Please restate, word for word, the lines below that begin at the one with "written like <point>979,231</point>." and end at the one with "written like <point>905,69</point>.". Leave out all other lines.

== Input

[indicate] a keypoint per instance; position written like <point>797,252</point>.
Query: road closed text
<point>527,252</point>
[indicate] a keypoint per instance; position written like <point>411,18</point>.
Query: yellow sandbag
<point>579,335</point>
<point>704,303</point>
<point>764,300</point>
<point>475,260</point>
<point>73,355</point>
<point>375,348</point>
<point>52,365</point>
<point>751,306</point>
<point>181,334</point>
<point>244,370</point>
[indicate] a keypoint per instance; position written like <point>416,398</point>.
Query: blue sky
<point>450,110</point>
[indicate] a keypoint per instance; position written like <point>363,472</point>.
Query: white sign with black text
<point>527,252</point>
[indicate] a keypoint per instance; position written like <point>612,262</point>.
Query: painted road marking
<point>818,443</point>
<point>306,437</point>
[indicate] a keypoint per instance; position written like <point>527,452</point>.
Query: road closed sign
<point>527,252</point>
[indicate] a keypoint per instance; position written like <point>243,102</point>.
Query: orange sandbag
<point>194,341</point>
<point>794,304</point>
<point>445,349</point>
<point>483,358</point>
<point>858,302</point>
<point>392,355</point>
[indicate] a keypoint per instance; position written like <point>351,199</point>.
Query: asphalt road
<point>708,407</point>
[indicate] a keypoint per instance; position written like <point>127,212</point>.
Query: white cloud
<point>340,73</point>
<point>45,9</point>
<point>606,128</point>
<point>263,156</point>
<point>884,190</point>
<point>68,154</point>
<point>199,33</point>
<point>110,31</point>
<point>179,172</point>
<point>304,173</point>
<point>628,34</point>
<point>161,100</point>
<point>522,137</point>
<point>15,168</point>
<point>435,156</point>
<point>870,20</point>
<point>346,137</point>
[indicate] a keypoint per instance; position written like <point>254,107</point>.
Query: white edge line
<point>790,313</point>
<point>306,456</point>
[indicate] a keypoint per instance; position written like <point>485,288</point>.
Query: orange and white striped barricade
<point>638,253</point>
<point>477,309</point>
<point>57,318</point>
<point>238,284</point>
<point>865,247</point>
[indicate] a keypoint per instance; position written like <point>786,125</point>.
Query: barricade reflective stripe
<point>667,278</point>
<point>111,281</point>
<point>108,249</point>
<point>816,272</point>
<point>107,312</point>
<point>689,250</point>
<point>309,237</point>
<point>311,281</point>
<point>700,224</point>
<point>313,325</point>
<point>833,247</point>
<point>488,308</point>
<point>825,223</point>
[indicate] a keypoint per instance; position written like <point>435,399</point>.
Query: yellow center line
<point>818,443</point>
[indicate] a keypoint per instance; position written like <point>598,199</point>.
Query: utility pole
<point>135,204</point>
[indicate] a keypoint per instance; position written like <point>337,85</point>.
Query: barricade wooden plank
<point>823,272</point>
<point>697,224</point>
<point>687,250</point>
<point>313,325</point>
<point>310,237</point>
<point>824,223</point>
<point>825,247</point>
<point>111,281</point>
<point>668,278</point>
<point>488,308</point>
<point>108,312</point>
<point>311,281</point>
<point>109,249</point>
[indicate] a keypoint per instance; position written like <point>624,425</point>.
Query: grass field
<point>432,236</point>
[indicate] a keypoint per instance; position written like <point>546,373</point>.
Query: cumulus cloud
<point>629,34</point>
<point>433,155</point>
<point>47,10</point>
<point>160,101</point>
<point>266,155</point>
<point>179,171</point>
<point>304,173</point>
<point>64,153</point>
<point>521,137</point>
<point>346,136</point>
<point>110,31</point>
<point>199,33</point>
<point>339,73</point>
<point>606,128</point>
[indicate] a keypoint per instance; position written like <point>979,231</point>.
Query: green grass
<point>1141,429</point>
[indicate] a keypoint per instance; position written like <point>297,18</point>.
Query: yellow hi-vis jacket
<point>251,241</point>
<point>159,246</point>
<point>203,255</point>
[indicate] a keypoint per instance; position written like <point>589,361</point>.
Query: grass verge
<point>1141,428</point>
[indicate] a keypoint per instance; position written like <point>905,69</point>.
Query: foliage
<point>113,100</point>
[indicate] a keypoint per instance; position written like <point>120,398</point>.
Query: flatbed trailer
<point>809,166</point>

====

_Solution to this task_.
[indicate] a keypoint per instance; position written like <point>979,231</point>.
Query: green grass
<point>1141,429</point>
[indicate] a keypoint per instance; position written like <point>297,18</point>.
Query: yellow hi-vis jacket
<point>251,241</point>
<point>159,246</point>
<point>203,255</point>
[indicate] a keypoint per instance; position written like <point>589,361</point>.
Query: grass verge
<point>1141,428</point>
[indicate] a keypoint per instance; position written like <point>905,69</point>.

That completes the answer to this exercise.